WRITTEN EXERCISE
Your copy of the material must match it exactly, except that pictures are dropped.

WORKING DATA
'''

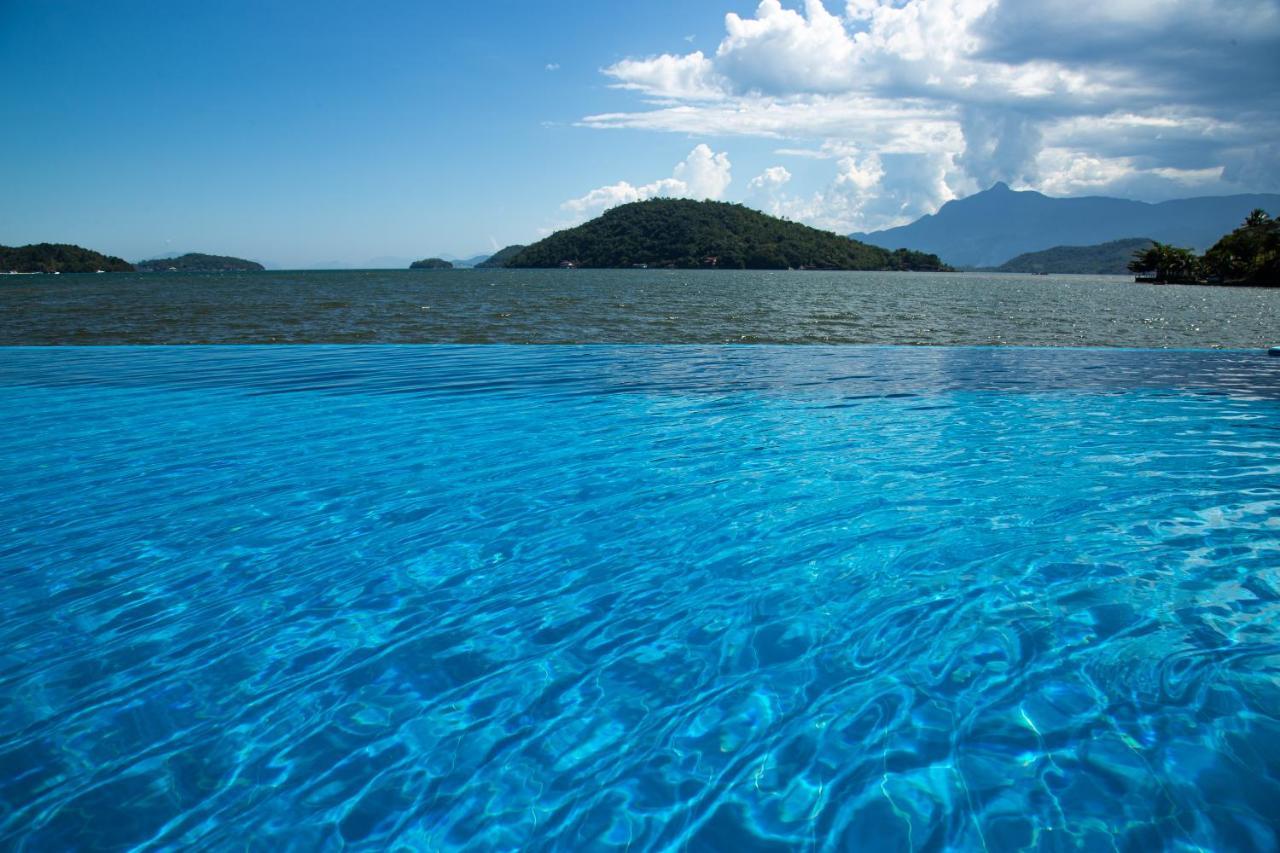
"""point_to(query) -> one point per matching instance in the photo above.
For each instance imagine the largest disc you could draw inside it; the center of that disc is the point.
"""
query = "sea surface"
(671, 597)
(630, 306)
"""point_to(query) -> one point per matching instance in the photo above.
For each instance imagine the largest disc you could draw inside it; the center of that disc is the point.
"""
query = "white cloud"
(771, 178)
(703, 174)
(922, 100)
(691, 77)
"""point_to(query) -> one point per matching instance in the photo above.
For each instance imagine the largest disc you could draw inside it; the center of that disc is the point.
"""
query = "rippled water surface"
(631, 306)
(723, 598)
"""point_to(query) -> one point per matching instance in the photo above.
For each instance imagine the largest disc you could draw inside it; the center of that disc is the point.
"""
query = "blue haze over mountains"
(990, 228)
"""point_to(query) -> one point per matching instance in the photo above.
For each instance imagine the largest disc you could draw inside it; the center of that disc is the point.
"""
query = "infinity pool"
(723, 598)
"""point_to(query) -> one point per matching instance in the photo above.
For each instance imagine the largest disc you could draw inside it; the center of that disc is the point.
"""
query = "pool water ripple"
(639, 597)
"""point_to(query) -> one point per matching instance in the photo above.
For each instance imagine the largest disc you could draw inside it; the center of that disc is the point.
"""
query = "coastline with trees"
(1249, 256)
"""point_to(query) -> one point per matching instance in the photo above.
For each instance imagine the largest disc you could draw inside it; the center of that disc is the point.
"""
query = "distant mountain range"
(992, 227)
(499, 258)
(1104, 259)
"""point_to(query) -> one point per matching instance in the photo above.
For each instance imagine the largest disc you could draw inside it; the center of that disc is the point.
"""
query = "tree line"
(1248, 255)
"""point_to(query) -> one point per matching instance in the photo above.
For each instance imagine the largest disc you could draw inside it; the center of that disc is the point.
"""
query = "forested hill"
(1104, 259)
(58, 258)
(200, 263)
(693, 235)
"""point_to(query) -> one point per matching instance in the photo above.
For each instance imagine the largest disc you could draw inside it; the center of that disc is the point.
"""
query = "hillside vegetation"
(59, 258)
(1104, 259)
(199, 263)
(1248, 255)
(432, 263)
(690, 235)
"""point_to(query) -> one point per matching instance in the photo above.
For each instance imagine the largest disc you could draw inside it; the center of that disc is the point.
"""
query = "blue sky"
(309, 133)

'''

WRITTEN RESPONSE
"""point_to(query) -> one point per matching instance in the photo above.
For each instance imagine the largest disc you could draw inside it; the center of that disc is the point.
"""
query = "sea surface"
(671, 597)
(630, 306)
"""point_to(query) -> one point per matching instance in the photo above.
For each instance imagine the largest disc you could draw inside it; the center of that disc is the point.
"""
query = "white cloud"
(771, 178)
(703, 174)
(922, 100)
(691, 77)
"""point_to(query) -> one point per matching instance in the photo above.
For each instance imagine the largest disc you could draw inside it; the center of that disc is the point.
"""
query = "rippled water surface"
(631, 306)
(723, 598)
"""point_to(query) -> one point per matching instance in the photo above.
For each instance imagine the largest disc you could draw inside it; the center of that disc is the point.
"""
query = "blue haze over mountains"
(990, 228)
"""point_to(query) -> one point per matching instance in the photo above.
For each instance imagine the largest disc you could draw inside it; the center of that disc is the point.
"""
query = "infinity pool"
(723, 598)
"""point_to(query) -> one point per matching instance in the photo above.
For each instance imagine the largest disc you could draw inside it; the center of that disc is the point.
"""
query = "pool water ripple"
(639, 597)
"""point_to(query) -> one point per matching instance in the photo above.
For each instance imagine the largest disc you could draw inside it; the center of that disc is the point.
"""
query = "coastline with trees"
(1249, 256)
"""point_to(query) -> one point per matching instance in the photo above.
For each instance imagine the largest disc you could draw inside it; the center of that disc is the point.
"""
query = "distant mountain range"
(992, 227)
(499, 258)
(1104, 259)
"""point_to(query) -> one point per matching instance in the photo above.
For each instance imagine the largest disc you could draw inside it; the center of that disc is the point.
"""
query = "tree line"
(1248, 255)
"""point_to(query) -> one point per matching instance in the photo above.
For each instance imagine the largest disc you could draw inside it; the center of that disc is the point.
"""
query = "forested hill"
(1104, 259)
(58, 258)
(200, 263)
(693, 235)
"""point_to(query) -> one point per matching instance in the photo above.
For each instance imagine the largest disc you could draw inside it; the center of that disc is the point.
"""
query = "hillside vegetation"
(59, 258)
(1104, 259)
(199, 263)
(1248, 255)
(432, 263)
(690, 235)
"""point_to(query) -> one point per matching instance in the photo above.
For each instance imagine the largest disc you could draw inside it; the center of that disc is the point.
"""
query = "blue sky"
(309, 133)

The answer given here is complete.